Top of Excerpt

López’s lawyer, Carlos Chajtur, said Monday that the involvement of the Honduran government in his client’s murder “is a hypothesis that we can in no way discard because of the way in which he died.”
Chajtur had been trying unsuccessfully for a year to get his client transferred to a military base because he had received death threats. The lawyer said there had also been an attempted poisoning of his client and that a gang member transferred into the prison earlier this year was found to have secreted a grenade in his rectum that was intended to kill López.
On Sunday, deputy security secretary Luis Suazo put out another hypothesis via Twitter. He suggested that López’s lawyers had said their client would deny the authenticity of the ledgers in exchange for a transfer out of the prison and that other drug traffickers may have had him killed.
But Chajtur said Monday that was false.
“It was the authorities who initiated a possible deal in which he would deny the content of the ledgers and in exchange he would be transferred,” said Chajtur, who refers to his client as Magdaleno Meza Fúnes. “The ledgers are authentic and were seized with Magdaleno Meza Fúnes.”

Bottom of Excerpt

= Activities =
a) Copy the excerpt word for word, from "On Sunday, deputy" up to and including "that was false.".
b) According to the excerpt, what did the gang member transferred into the prison earlier this year have hidden in his rectum?

Top of Listed entries

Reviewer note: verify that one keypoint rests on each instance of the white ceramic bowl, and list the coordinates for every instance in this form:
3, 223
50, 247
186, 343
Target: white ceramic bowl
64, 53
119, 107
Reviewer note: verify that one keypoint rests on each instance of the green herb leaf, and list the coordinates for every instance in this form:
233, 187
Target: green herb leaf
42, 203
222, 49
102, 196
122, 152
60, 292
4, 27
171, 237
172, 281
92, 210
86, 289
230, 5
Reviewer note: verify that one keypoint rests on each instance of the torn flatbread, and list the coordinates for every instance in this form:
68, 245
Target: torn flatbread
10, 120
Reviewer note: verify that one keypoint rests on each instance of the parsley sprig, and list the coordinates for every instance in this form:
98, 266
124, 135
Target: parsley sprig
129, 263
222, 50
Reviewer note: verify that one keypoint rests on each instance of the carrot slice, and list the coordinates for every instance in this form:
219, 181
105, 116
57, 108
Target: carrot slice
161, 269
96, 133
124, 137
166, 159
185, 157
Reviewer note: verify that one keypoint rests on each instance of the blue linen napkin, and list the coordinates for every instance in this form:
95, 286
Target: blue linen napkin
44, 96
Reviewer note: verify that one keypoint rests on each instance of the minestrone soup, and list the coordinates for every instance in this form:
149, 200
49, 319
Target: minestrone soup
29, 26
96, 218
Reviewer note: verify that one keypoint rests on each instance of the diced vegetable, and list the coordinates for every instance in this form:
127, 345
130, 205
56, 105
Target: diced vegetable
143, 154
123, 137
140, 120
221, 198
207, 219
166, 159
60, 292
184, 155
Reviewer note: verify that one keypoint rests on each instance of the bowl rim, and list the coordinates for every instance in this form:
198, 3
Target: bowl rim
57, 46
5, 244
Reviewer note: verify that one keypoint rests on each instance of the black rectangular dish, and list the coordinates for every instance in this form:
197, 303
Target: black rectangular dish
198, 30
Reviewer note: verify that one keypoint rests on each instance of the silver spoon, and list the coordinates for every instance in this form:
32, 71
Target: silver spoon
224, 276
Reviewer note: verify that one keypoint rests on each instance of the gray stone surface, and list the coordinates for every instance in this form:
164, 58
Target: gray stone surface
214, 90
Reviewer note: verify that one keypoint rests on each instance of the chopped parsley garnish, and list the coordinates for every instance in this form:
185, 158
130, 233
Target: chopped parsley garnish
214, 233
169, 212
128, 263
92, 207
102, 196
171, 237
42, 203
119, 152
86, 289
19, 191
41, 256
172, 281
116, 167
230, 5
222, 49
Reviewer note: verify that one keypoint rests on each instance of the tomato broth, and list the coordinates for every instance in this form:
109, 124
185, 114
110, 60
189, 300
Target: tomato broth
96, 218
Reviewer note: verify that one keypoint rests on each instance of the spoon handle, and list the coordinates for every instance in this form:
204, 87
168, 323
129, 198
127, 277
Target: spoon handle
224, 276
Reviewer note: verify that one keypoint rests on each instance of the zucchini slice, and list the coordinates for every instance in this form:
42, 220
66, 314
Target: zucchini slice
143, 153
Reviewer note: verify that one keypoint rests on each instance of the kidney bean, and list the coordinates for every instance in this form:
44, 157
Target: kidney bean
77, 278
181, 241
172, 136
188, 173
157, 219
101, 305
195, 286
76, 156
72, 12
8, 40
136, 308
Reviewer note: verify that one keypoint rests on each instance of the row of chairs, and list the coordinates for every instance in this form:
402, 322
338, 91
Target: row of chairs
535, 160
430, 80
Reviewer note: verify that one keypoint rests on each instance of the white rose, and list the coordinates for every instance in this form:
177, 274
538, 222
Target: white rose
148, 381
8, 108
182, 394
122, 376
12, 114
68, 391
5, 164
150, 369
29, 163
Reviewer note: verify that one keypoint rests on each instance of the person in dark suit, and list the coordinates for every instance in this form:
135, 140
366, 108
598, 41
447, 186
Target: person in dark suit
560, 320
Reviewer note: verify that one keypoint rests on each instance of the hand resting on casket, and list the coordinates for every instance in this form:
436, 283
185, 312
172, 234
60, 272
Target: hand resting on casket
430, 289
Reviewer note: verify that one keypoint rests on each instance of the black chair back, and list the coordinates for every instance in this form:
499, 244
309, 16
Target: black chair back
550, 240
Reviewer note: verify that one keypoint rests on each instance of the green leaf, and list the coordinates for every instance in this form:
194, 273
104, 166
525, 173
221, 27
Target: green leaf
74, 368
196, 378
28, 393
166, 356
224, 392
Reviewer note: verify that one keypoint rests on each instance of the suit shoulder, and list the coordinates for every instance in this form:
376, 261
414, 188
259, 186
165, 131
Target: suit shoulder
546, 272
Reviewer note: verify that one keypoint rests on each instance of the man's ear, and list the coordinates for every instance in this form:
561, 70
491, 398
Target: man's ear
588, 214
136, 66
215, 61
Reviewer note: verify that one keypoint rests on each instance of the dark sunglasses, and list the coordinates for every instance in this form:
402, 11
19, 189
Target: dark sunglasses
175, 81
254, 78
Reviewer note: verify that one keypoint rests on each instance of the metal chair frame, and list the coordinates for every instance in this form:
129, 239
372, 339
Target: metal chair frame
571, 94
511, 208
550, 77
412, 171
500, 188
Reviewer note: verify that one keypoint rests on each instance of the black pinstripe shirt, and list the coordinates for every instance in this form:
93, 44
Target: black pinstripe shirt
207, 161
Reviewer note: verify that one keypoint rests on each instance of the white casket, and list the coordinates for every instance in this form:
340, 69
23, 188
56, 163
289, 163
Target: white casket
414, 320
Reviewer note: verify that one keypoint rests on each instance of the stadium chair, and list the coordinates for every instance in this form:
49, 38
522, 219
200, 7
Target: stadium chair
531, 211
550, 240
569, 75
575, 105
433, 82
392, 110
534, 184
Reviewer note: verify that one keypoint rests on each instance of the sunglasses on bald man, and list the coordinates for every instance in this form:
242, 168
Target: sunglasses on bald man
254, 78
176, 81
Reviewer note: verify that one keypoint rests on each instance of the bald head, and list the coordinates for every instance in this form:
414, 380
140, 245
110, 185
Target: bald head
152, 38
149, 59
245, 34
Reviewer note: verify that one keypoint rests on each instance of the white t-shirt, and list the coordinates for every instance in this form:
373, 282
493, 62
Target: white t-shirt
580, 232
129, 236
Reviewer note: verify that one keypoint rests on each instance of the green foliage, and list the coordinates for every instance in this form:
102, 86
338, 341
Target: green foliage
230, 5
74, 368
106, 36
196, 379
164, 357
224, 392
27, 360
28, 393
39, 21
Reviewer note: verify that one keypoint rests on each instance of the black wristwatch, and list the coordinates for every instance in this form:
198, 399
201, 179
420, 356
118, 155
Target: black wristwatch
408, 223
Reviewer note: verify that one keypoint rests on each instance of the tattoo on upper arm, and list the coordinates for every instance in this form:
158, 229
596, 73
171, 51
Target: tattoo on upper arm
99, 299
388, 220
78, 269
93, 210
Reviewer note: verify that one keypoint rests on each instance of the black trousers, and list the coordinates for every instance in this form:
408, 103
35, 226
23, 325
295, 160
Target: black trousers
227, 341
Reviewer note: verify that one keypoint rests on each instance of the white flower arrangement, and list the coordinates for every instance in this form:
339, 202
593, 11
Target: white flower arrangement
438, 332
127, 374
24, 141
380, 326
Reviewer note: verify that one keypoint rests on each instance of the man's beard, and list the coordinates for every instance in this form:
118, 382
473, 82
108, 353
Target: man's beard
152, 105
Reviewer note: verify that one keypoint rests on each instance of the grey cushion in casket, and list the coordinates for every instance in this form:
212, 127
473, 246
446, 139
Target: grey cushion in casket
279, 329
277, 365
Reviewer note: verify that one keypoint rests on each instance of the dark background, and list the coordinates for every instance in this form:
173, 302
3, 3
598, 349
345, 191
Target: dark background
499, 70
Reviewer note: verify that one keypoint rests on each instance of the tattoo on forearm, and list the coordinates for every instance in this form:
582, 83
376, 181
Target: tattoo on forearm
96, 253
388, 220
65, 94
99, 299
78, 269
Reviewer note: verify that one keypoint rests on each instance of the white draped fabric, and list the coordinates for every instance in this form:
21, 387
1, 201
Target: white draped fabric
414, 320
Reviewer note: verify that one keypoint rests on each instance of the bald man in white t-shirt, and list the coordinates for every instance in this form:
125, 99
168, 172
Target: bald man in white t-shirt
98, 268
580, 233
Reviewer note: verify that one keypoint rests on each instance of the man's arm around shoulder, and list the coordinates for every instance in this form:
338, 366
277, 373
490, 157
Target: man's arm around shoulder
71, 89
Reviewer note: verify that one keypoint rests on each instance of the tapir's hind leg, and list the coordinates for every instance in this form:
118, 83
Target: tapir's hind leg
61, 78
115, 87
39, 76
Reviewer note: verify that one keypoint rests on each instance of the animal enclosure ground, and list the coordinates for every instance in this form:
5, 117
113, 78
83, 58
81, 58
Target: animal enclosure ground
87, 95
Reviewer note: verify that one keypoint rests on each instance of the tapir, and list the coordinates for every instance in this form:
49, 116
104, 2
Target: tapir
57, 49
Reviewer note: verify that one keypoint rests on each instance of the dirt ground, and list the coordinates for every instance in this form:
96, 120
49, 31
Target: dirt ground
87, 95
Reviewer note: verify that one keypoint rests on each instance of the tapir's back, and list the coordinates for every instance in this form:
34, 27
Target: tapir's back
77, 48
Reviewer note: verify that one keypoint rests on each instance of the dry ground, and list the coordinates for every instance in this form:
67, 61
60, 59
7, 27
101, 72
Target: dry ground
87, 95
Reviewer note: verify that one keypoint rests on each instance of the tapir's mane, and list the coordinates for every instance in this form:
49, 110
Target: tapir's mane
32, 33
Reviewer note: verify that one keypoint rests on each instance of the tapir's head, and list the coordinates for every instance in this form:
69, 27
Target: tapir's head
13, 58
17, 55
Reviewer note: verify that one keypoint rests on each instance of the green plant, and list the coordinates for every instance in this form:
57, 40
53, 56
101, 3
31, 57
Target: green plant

Bottom of Listed entries

= List of solutions =
a)
On Sunday, deputy security secretary Luis Suazo put out another hypothesis via Twitter. He suggested that López’s lawyers had said their client would deny the authenticity of the ledgers in exchange for a transfer out of the prison and that other drug traffickers may have had him killed.
But Chajtur said Monday that was false.

b) A grenade that was intended to kill López.